- _Task goal_: Restrict the output to the lines below starting at the one that contains "Target: firefighter jacket" and ending at the one that contains "point like [101,77].", and restate them word for word, both ends included.

☆ ☆ ☆ ☆ ☆

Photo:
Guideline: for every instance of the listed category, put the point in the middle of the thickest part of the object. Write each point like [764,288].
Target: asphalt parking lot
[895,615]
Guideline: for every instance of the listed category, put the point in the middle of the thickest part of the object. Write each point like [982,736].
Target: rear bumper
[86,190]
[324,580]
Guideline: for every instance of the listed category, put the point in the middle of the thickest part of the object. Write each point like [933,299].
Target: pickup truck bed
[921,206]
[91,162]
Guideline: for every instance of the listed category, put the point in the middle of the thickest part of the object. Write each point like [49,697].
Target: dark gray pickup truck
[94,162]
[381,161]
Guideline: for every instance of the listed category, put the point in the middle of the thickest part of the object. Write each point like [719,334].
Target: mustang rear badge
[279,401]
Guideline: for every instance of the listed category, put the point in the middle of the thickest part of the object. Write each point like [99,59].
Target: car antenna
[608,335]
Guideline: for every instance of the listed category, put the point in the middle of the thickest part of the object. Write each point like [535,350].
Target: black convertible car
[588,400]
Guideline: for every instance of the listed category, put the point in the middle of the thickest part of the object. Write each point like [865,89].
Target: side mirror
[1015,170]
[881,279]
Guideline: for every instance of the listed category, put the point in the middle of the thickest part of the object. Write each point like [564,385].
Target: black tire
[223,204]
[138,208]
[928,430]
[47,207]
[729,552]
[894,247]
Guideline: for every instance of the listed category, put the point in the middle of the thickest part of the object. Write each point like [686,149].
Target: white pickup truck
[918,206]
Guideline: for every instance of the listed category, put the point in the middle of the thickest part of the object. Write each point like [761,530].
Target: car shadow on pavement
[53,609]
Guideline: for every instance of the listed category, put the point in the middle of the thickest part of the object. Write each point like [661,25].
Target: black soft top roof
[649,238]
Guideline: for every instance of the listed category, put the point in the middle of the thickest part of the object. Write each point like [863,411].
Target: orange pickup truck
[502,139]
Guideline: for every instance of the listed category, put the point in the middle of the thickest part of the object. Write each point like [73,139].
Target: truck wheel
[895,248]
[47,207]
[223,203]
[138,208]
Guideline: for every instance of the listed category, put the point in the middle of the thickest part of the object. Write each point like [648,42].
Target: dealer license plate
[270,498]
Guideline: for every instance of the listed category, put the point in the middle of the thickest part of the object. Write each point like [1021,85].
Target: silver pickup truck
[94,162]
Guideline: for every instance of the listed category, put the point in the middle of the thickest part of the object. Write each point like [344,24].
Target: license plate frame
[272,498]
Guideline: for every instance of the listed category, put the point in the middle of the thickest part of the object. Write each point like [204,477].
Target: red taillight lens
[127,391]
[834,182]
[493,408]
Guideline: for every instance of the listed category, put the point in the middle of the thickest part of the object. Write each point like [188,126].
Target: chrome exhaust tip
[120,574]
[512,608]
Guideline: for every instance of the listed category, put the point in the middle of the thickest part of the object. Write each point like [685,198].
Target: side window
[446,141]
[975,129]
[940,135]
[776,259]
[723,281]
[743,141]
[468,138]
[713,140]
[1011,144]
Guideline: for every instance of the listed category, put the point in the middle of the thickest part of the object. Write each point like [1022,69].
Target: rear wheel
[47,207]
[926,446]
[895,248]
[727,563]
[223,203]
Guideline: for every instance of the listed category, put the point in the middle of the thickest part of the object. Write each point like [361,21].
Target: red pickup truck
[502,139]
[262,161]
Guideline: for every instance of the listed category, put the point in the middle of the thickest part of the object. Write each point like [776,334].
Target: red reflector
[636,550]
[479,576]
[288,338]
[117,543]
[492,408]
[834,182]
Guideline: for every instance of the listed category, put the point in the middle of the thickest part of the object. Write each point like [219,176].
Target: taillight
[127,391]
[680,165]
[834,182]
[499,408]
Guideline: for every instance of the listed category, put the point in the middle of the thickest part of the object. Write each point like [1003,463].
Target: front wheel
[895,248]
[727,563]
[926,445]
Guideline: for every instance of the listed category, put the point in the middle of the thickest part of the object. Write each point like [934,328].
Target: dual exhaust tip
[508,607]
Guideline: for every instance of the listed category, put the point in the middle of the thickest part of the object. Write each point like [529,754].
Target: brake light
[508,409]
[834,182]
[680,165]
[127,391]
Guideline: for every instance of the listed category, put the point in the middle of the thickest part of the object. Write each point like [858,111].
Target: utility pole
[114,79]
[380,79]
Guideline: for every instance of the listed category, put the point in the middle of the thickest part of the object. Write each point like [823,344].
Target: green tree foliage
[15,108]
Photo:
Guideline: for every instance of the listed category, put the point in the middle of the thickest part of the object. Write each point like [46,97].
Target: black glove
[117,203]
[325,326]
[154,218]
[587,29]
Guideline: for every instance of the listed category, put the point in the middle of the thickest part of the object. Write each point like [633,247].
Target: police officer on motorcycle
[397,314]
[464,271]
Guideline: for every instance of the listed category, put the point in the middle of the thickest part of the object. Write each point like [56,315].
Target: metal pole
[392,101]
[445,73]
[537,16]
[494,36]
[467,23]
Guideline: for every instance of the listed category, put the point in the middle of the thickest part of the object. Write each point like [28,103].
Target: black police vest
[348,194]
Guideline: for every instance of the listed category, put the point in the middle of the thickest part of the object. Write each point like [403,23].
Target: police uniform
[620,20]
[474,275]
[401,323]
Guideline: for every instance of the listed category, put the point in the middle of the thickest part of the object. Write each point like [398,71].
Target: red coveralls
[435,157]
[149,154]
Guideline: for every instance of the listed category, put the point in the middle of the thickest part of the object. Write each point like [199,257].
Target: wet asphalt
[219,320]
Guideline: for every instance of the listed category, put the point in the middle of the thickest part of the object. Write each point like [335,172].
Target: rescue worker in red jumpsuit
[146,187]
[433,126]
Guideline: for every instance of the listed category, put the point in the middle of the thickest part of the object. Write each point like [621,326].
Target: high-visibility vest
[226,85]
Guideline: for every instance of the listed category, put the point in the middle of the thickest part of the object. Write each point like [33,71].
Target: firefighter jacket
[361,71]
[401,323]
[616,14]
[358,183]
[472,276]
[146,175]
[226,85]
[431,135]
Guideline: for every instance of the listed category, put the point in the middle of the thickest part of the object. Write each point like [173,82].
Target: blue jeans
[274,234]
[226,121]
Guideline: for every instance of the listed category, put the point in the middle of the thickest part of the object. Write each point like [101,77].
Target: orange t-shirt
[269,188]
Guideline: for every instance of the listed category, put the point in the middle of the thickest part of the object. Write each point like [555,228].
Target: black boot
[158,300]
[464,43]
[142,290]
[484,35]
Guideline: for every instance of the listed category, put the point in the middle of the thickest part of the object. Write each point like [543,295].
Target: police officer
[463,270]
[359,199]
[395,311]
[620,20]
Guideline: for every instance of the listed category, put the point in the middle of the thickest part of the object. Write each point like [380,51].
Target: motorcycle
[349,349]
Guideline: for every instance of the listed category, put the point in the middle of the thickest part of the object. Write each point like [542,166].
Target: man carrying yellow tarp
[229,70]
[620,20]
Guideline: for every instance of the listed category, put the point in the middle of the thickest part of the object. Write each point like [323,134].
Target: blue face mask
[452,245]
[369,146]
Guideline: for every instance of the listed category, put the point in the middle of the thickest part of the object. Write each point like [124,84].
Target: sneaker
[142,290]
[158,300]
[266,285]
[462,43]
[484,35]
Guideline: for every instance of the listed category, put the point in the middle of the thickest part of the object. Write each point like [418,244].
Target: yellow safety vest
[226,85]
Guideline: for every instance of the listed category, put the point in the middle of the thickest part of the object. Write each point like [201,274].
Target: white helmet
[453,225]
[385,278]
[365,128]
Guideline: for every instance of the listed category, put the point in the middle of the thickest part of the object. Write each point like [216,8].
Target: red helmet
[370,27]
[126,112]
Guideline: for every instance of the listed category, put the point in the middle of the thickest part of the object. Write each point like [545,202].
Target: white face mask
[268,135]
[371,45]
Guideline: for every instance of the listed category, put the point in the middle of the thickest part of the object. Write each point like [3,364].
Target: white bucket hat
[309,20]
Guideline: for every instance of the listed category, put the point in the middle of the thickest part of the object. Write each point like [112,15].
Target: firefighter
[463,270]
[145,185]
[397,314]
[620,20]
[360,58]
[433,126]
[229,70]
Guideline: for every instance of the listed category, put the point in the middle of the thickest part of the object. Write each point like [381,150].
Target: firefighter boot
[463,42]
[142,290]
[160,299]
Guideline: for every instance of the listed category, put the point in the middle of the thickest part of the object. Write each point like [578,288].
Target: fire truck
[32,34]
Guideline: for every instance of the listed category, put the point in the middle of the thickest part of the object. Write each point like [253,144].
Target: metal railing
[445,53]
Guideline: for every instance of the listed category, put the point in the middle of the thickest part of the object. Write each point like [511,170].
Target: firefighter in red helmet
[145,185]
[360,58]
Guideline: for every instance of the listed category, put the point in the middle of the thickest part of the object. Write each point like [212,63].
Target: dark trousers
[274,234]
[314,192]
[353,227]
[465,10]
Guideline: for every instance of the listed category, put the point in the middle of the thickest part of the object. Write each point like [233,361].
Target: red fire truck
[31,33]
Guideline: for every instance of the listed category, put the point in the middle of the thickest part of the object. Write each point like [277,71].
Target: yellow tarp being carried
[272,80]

☆ ☆ ☆ ☆ ☆

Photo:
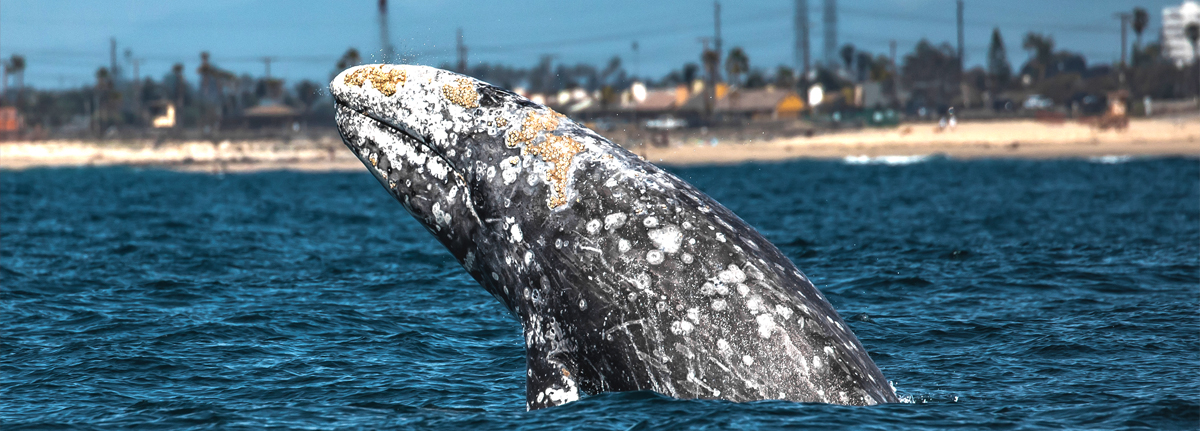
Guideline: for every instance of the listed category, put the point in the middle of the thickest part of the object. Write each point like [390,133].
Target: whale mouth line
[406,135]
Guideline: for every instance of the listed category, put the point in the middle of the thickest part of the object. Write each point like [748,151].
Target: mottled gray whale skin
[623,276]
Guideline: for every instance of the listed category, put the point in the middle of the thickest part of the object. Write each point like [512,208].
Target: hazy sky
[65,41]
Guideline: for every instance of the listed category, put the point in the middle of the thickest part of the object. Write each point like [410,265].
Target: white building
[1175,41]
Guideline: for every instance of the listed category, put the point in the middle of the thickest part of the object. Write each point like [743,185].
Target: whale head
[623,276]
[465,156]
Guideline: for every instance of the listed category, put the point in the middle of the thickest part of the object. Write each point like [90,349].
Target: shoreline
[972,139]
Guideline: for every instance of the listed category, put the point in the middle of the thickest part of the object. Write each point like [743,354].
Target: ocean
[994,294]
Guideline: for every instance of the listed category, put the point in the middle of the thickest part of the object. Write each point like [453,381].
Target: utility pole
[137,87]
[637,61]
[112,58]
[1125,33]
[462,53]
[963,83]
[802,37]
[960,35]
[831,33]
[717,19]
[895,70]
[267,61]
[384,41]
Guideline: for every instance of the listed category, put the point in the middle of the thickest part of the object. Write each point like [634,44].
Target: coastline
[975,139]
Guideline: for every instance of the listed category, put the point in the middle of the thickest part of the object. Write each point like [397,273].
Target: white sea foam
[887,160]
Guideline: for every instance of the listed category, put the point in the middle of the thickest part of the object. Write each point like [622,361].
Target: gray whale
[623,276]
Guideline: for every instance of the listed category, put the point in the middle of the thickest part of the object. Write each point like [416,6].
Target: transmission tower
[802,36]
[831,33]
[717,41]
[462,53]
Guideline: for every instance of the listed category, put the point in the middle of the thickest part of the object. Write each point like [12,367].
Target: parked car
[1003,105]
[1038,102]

☆ ☆ ☆ ☆ ☆

- _Response_:
Target: firefighter jacket
[361,71]
[401,323]
[616,14]
[358,183]
[472,276]
[146,175]
[226,85]
[431,135]
Guideline: for every instance of the listed category, put the point in the middle of the thickest part of the object. Write each point like [173,82].
Target: blue jeans
[274,234]
[226,121]
Guideline: for every instance of the listed category, put the point in the middle of the thickest part of the object. Write each point like [101,77].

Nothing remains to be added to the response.